Stated goal:
Locate each line in the items below that contains the word "target" and copy those lines. Case matters.

Recorded data:
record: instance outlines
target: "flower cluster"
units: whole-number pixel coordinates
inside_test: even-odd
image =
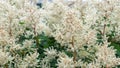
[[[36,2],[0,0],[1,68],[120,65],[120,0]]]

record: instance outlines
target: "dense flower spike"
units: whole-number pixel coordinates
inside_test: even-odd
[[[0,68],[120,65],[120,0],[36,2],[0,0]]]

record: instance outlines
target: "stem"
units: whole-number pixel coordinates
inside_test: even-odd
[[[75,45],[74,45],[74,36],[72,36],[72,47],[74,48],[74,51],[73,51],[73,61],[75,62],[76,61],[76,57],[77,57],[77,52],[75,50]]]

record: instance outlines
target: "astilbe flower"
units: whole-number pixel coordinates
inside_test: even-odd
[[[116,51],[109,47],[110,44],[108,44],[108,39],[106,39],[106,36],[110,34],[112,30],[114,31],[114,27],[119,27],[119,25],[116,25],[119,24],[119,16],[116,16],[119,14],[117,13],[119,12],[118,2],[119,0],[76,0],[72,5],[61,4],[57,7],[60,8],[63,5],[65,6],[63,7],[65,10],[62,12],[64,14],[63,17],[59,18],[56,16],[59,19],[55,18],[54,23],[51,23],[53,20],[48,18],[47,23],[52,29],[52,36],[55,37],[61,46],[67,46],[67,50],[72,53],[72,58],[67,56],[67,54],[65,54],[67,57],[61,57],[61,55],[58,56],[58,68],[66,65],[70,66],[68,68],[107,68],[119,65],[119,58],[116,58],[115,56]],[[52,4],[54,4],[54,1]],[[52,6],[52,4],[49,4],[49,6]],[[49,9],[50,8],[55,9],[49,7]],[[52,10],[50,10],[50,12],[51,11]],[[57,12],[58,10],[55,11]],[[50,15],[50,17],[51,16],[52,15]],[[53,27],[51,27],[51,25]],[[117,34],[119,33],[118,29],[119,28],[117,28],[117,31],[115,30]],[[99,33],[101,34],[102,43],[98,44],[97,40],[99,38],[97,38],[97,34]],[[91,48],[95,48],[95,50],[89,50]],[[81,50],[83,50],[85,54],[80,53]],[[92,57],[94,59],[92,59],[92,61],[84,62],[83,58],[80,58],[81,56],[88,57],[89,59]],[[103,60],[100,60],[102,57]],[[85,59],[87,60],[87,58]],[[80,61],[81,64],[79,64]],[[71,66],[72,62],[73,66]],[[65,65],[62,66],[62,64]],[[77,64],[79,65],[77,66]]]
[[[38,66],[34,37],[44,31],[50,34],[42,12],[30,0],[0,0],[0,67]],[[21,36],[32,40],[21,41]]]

Response:
target: "flower cluster"
target: "dense flower spike"
target: "stem"
target: "astilbe flower"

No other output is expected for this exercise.